(Stored data entries)

::::::

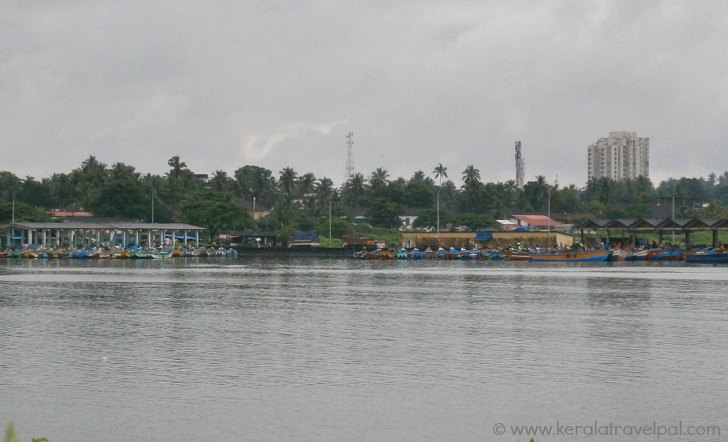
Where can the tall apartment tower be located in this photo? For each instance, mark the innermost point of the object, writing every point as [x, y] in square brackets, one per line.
[621, 156]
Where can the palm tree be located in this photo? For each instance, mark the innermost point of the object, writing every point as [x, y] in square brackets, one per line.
[221, 183]
[378, 178]
[471, 176]
[440, 173]
[287, 181]
[471, 187]
[324, 192]
[355, 189]
[306, 183]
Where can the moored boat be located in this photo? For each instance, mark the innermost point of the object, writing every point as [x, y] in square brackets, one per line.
[591, 256]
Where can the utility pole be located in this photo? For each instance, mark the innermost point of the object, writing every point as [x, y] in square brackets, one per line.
[349, 158]
[330, 194]
[154, 192]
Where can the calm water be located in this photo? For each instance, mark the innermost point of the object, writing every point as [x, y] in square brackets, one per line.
[336, 350]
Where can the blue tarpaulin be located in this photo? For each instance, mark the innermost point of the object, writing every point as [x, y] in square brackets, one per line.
[483, 236]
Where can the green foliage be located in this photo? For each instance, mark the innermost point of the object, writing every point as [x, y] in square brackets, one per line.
[714, 210]
[384, 213]
[23, 212]
[213, 212]
[427, 218]
[302, 202]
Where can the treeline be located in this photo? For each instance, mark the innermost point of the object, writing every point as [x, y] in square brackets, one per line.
[293, 201]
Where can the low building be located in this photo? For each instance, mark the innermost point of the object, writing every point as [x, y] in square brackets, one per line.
[535, 222]
[304, 239]
[83, 234]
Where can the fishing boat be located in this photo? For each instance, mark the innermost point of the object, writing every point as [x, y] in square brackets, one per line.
[417, 254]
[708, 257]
[591, 256]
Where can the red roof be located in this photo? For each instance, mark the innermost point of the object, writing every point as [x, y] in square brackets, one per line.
[60, 214]
[537, 220]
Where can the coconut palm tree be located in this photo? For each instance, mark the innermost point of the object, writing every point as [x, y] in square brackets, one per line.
[287, 181]
[440, 173]
[355, 190]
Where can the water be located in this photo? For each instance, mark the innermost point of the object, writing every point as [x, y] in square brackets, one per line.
[337, 350]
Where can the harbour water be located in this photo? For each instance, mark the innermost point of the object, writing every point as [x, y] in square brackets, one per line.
[338, 350]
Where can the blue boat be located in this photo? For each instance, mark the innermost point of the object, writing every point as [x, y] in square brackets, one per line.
[593, 256]
[709, 257]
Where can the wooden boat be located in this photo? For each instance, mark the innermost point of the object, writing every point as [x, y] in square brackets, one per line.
[518, 257]
[707, 258]
[592, 256]
[417, 254]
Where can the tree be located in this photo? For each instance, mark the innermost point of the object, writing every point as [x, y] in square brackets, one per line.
[355, 190]
[122, 196]
[471, 188]
[384, 213]
[221, 183]
[378, 180]
[287, 181]
[536, 193]
[208, 209]
[255, 181]
[176, 178]
[440, 173]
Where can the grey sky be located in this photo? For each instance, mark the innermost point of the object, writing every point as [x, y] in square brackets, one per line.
[279, 83]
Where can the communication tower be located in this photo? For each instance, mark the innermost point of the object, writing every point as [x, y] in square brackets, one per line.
[349, 158]
[520, 166]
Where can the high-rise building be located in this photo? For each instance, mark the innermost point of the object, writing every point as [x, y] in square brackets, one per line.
[621, 156]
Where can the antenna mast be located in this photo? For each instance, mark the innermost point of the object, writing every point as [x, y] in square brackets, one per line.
[349, 158]
[520, 167]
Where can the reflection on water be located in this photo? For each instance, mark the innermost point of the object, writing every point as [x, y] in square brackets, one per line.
[350, 350]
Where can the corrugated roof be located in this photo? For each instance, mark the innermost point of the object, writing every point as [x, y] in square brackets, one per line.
[537, 220]
[99, 226]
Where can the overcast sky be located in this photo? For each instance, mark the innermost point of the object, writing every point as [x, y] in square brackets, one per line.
[279, 83]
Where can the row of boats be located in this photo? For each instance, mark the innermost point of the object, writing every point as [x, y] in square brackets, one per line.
[710, 256]
[485, 254]
[118, 253]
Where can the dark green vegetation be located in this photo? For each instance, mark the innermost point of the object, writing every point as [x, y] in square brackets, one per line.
[289, 201]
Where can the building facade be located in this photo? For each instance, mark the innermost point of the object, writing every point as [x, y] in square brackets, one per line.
[621, 156]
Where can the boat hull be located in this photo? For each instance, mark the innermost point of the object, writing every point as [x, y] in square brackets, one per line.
[597, 256]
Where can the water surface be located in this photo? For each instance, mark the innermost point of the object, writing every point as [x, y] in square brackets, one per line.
[325, 349]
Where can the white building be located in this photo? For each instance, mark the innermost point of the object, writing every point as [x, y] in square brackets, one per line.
[621, 156]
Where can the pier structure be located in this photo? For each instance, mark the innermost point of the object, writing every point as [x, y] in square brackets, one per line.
[661, 227]
[76, 234]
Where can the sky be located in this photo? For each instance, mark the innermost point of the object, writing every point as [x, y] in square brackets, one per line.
[276, 83]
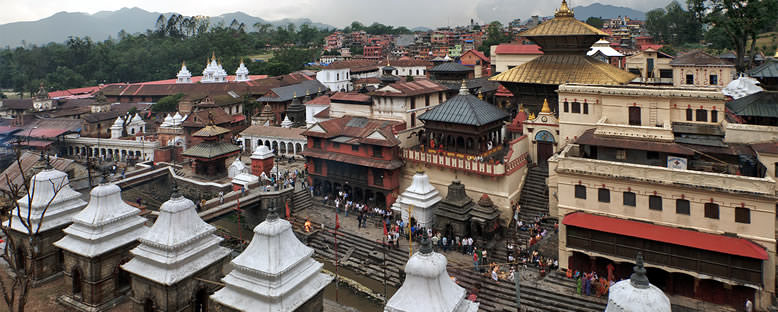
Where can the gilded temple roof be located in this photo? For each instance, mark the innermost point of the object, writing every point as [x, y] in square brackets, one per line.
[563, 24]
[560, 69]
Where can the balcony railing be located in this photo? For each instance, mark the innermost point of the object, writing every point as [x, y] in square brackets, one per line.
[663, 134]
[661, 175]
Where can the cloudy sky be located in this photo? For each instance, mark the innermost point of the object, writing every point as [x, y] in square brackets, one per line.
[334, 12]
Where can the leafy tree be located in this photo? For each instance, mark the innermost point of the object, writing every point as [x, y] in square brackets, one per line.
[673, 25]
[167, 104]
[739, 20]
[596, 22]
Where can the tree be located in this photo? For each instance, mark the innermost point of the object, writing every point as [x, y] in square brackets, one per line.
[739, 20]
[673, 25]
[15, 295]
[596, 22]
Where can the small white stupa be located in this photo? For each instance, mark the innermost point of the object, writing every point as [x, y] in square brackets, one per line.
[428, 287]
[741, 87]
[422, 196]
[276, 272]
[237, 167]
[286, 123]
[636, 294]
[184, 76]
[177, 246]
[107, 223]
[61, 208]
[242, 73]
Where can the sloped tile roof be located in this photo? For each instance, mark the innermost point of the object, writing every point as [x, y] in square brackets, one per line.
[464, 109]
[767, 70]
[762, 104]
[449, 67]
[209, 149]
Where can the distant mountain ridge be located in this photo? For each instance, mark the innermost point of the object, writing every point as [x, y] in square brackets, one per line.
[607, 11]
[105, 24]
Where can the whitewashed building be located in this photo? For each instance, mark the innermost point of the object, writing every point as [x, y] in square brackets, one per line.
[276, 272]
[428, 287]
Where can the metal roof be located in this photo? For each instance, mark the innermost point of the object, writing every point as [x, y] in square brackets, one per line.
[299, 90]
[464, 109]
[762, 104]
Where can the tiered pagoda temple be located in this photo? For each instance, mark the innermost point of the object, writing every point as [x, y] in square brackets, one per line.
[453, 213]
[210, 156]
[564, 41]
[175, 259]
[428, 287]
[51, 204]
[276, 272]
[464, 124]
[96, 244]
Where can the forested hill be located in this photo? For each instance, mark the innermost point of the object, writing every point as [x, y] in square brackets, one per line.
[157, 54]
[99, 26]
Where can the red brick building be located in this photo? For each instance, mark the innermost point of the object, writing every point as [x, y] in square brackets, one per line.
[357, 155]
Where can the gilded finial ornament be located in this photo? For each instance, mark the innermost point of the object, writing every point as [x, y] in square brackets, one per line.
[564, 10]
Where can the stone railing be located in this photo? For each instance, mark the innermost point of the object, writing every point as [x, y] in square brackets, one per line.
[662, 134]
[516, 158]
[661, 175]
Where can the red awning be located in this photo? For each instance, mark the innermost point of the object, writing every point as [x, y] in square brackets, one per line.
[670, 235]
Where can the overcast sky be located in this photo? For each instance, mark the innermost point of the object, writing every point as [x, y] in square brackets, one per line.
[334, 12]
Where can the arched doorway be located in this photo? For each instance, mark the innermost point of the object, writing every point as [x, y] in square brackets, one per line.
[201, 300]
[148, 305]
[76, 282]
[545, 146]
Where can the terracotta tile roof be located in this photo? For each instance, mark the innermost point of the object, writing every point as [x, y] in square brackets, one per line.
[319, 100]
[356, 160]
[559, 69]
[699, 58]
[358, 129]
[478, 54]
[412, 88]
[274, 132]
[211, 150]
[351, 97]
[210, 131]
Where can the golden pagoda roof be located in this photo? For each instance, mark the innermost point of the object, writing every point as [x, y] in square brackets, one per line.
[210, 131]
[563, 24]
[560, 69]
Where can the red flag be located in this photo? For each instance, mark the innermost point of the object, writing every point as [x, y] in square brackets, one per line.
[288, 213]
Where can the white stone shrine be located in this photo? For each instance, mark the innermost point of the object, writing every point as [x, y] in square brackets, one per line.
[177, 246]
[636, 294]
[422, 196]
[276, 272]
[428, 287]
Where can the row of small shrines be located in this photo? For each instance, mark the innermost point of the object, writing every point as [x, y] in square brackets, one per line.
[107, 252]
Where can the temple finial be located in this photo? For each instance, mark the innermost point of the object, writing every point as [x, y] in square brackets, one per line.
[463, 89]
[638, 278]
[546, 108]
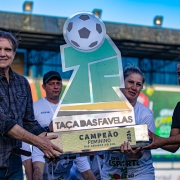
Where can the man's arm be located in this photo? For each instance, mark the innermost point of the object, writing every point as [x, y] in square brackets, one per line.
[38, 169]
[171, 143]
[42, 141]
[130, 153]
[28, 168]
[88, 175]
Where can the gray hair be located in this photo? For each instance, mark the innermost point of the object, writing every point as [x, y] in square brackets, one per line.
[9, 36]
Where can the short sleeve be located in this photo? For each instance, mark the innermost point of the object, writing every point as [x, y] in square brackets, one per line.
[82, 163]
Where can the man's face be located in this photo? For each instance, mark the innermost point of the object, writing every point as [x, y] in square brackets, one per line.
[133, 87]
[6, 53]
[178, 71]
[53, 88]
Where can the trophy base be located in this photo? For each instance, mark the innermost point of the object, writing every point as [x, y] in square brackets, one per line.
[86, 141]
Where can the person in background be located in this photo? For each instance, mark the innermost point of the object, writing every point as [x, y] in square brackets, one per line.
[16, 114]
[171, 143]
[133, 164]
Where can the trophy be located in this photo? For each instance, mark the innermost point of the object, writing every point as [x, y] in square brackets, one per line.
[93, 114]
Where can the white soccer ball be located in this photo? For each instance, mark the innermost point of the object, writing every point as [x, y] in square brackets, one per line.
[84, 31]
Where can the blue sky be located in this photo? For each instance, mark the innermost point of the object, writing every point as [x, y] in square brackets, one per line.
[139, 12]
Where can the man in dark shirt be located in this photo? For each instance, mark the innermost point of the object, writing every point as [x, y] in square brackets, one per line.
[173, 142]
[16, 114]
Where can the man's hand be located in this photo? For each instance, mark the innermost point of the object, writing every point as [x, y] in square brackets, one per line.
[45, 145]
[129, 152]
[157, 141]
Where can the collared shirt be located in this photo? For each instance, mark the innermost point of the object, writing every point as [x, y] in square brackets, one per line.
[16, 107]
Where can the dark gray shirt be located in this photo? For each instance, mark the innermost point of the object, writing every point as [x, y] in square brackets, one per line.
[16, 107]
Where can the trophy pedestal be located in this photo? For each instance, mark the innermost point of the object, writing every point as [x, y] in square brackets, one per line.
[92, 140]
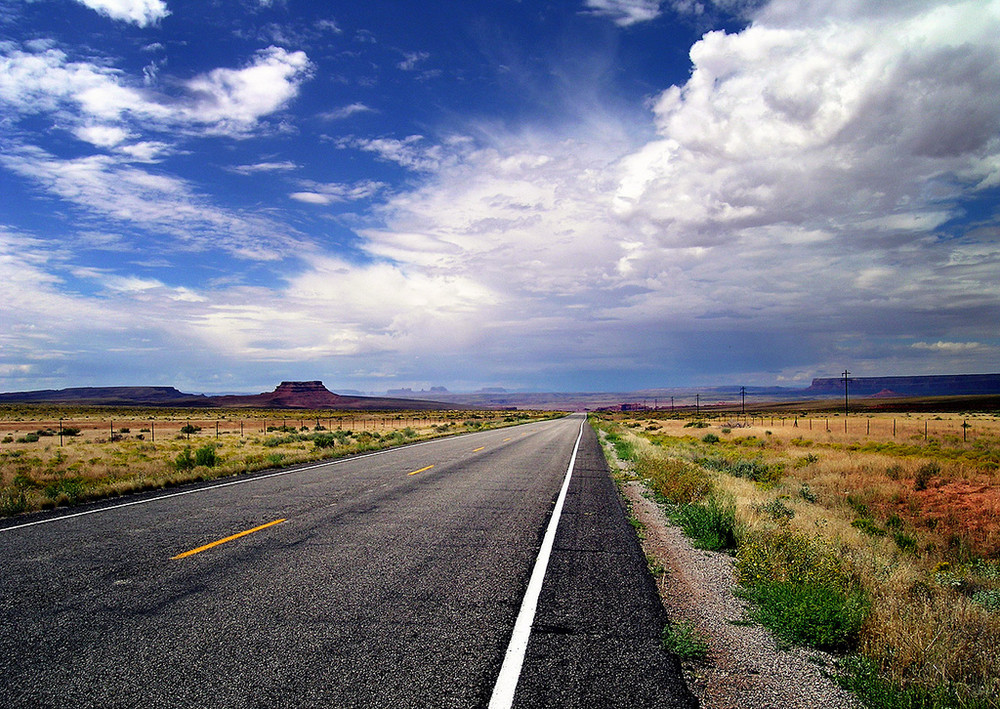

::::::

### WRITTEN REQUEST
Pick out every line above that contains the word "gilded", and copy each one.

### WRITTEN ANSWER
Where can the gilded temple roof be located in this photo? For each instance, mark the innermost point of the object, writing every point as [x, y] in square brackets, one per line.
Where can the gilded finial ornament be located in this photo? For each instance, mark the innermost point of the object, writing every point as [x, y] in square brackets, one per line.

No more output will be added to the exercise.